Dataset extract:
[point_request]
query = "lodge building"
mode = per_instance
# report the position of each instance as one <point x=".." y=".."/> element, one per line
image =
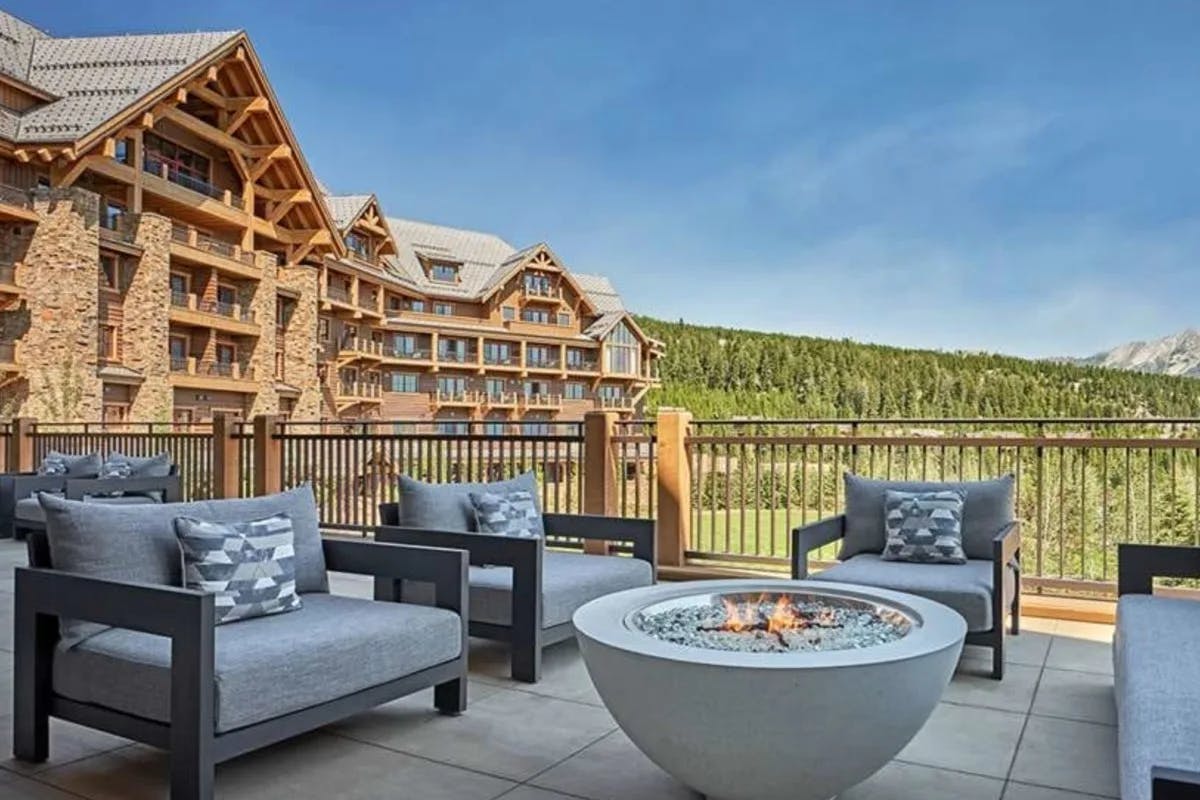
<point x="166" y="252"/>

Problem details: Would you return all of the entries unchanged while omitting the images?

Answer for the task:
[point_request]
query = "lodge building"
mode = per_instance
# report the position of each instance as one <point x=".." y=".."/> element, one per line
image =
<point x="166" y="252"/>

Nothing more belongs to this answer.